### EXERCISE
Wherever a picture appears in the listing, leave it out, and copy the rest exactly.

PROVIDED INFORMATION below:

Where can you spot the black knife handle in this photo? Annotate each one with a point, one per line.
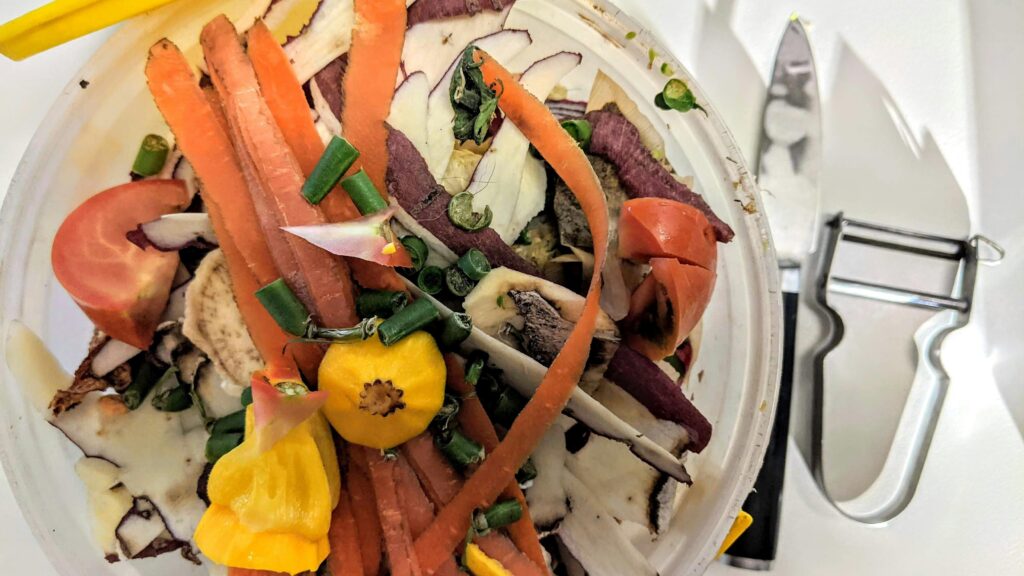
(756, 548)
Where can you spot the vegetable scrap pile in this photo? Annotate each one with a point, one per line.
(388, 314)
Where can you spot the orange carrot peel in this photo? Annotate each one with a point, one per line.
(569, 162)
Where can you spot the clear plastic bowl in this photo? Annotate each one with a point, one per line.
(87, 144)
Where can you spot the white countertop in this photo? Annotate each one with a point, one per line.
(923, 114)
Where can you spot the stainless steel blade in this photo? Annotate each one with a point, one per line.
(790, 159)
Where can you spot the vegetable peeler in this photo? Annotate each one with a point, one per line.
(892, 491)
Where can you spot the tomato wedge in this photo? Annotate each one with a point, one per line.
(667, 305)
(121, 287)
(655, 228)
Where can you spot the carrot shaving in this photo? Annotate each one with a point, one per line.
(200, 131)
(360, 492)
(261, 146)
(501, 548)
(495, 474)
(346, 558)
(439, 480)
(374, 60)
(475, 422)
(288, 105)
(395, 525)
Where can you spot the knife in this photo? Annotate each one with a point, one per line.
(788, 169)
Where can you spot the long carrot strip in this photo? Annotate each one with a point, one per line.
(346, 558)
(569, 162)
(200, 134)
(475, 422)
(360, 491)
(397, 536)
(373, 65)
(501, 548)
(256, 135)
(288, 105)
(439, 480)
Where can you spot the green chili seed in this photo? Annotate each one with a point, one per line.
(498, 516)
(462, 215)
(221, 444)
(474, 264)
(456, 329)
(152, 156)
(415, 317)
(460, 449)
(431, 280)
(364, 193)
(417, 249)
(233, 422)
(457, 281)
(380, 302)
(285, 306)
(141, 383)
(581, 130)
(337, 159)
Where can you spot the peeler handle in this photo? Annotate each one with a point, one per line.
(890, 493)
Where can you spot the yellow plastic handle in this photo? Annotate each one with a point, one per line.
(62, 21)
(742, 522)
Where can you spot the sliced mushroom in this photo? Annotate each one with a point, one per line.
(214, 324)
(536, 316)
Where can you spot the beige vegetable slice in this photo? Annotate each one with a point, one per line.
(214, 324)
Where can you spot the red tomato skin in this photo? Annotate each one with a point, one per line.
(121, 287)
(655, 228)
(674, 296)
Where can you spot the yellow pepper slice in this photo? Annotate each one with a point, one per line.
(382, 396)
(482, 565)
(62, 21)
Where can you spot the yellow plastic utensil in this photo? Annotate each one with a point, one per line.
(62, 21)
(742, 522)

End of PROVIDED INFORMATION.

### SOLUTION TO THIS TASK
Where can you spot the black knife handle in this photo? Annotate each one with a point, one per line.
(756, 548)
Where can you spot the vegetable scrap pile in this photo? Annotate each one with a point, one per line.
(388, 314)
Where can you spot the orange carrot peel in this photo? Annotate each one with a point, one per line.
(569, 162)
Where can you spot the clear plastic bowl in this photo? Annotate each one with a point, one per line.
(87, 144)
Where can you spot the white countertop in this photo? Annotate each one with a point, one per line.
(923, 114)
Where can you spot the stainless steel blade in this photo? Annotate each one with a point, one per line.
(790, 159)
Where can you spot the vegetable peeler in this photo? Annotate each one with a point, one per line.
(892, 491)
Where can you spot the tomato wedge in this photo? Annotate each one with a point, one per line.
(667, 305)
(121, 287)
(655, 228)
Where can you spot the carrot shaving in this photo? Annotate each one with a point, one per line.
(200, 131)
(360, 492)
(261, 146)
(501, 548)
(495, 474)
(346, 558)
(439, 480)
(374, 60)
(475, 422)
(288, 105)
(395, 525)
Where can you spot the knife in this photo? Annotate each one with a point, one per line.
(788, 169)
Where can you spot the long carrot strip in this photo? Annotate each one with a point, one per line.
(346, 558)
(569, 162)
(200, 134)
(475, 422)
(360, 491)
(397, 536)
(373, 65)
(501, 548)
(256, 135)
(288, 105)
(439, 480)
Where can you spot the green chili seed in this photo? Annotate each one with a point, one per line.
(498, 516)
(462, 215)
(221, 444)
(474, 264)
(456, 329)
(152, 156)
(415, 317)
(460, 449)
(431, 280)
(364, 193)
(417, 249)
(233, 422)
(457, 281)
(380, 302)
(285, 306)
(141, 383)
(581, 130)
(337, 159)
Where can you spot the peeler handle in this photo? Annotate each one with a point, one per line.
(890, 493)
Where can you spot the yellow plastic handle in this photo? Annotate each one with a point, one per line.
(62, 21)
(742, 522)
Where can you spot the sliced mushroom in this photo? Annotate each one with a point, one per line.
(214, 324)
(536, 316)
Where can you spot the beige vegetable slice in this photo? Annotate each one with a point, one per line.
(214, 324)
Where can you spot the red tomato skin in this photo? Annotate each one with a point, one per line.
(121, 287)
(655, 228)
(674, 296)
Where can you spot the yellow pepper slice in this photo? Annotate each one with a point, one per line.
(382, 396)
(482, 565)
(62, 21)
Where can you spot the yellow plastic utensil in this photo? Annotate each one with a point, one per line.
(62, 21)
(742, 522)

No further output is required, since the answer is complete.